Dictionary mangling rules update : the Best64 Challenge

The Best64 challenge finished recently. For those who were unaware of its existence, it was about creating a set of 64 mangling rules that were optimized for a given dictionary and a given password file. As I am pretty interested by this topic, I tried to compete with my own set of tools (that are released by the way). Unfortunately, all my tools are setup to work with John the Ripper, and while the mangling rules are somewhat compatible, they are not entirely.

It turns out that I managed to get 22194 matches with my scripts. I only played for about 4 hours, but I should have had a considerable advantage as I already had all the scripts ready. It turns out that I would only have reached the 7th spot, IF my rules translated to Hashcat. This means several things :

  • My “base” rules were not comprehensive : looking at the solutions I realized this was indeed the case. The rule set has been fleshed out considerably.
  • Solving the coverage problem with a greedy algorithm works well only with a large set of rules. With only 64 rules a much better solution is required, but my tools were designed for working with much larger data sets. It means that the NP-hardness of the problem is a practical limitation here, when handling millions of rules.
  • The approach of combining a base rule with some characters appended before and/or after is not optimal. This is pretty obvious, but I thought it was a minor concern. It turns out it is not with this challenge.

I will try to compute a new rule list with the new “base” rules, but it requires more than a terabyte of disk space right now.

Advertisements

5 thoughts on “Dictionary mangling rules update : the Best64 Challenge

  1. A similar method was documented in 2009. It cracked some pretty impressive hashes at the time, most of which had been hit hard by other searcher. It was able to find some pretty long and impressive words (16, 18, 20 character passwords were found). It was never explored quite as in depth as this series, so it is good to see that continuation of this design has carried forward. Also, the rules generated were append/prepend character by character, which is now sub-optimal. This project was done prior to the JtR rules allowing append/prepend of strings, so the rules generated by my original code are not very good, by todays standards.

    The wiki page was build on john’s community wiki, to demonstrate this method. http://openwall.info/wiki/john/rules and the archive of the email post: http://www.openwall.com/lists/john-users/2009/07/27/3

    It’s great to see this research continuing to be expanded.

    Jim.

  2. Mine was more simplistic, but I was amazed at how well it did work.

    I did more of a ‘small-bite’ method of attack. I (think) I also did this with ALL found passwords (so if using rockyou, you would use the 400mb original non-unique release, not the sort -n version). It could be done either way, but since I search for pre-ap pends, and simply want to know how many of them I have, knowing that there were 80 users using password123 and only 1 using password_!@# shows me that appendeded 123 is 80 times ‘hotter’ than _!@#. But, the stats could be collected either way (after sort -n or without the sort -n), and only matters IF you have the actual duplicate guesses to start with.

### PROMPT A
Rewrite the records from the line containing "Practice step: indicate the green" through the end of the records, keeping every line, requests included. Multiply each coordinate in the answers by 0.9 and round to whole numbers with halves going up, leaving the requests and their sample coordinates unchanged.

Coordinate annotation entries
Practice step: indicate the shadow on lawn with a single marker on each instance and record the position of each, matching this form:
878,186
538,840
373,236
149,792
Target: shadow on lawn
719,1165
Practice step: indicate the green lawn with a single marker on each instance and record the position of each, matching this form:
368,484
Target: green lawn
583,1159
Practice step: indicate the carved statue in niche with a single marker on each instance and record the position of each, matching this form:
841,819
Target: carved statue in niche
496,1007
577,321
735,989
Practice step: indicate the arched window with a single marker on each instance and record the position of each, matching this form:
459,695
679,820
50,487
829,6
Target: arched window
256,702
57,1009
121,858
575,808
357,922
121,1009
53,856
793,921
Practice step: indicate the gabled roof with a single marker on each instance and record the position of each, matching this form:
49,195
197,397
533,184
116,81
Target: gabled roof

### PROMPT B
In the post about the Best64 challenge, how many matches does the writer report getting with their scripts?

### TASK OUTPUT A
Practice step: indicate the green lawn with a single marker on each instance and record the position of each, matching this form:
368,484
Target: green lawn
525,1043
Practice step: indicate the carved statue in niche with a single marker on each instance and record the position of each, matching this form:
841,819
Target: carved statue in niche
446,906
519,289
662,890
Practice step: indicate the arched window with a single marker on each instance and record the position of each, matching this form:
459,695
679,820
50,487
829,6
Target: arched window
230,632
51,908
109,772
518,727
321,830
109,908
48,770
714,829
Practice step: indicate the gabled roof with a single marker on each instance and record the position of each, matching this form:
49,195
197,397
533,184
116,81
Target: gabled roof

### TASK OUTPUT B
22194 matches.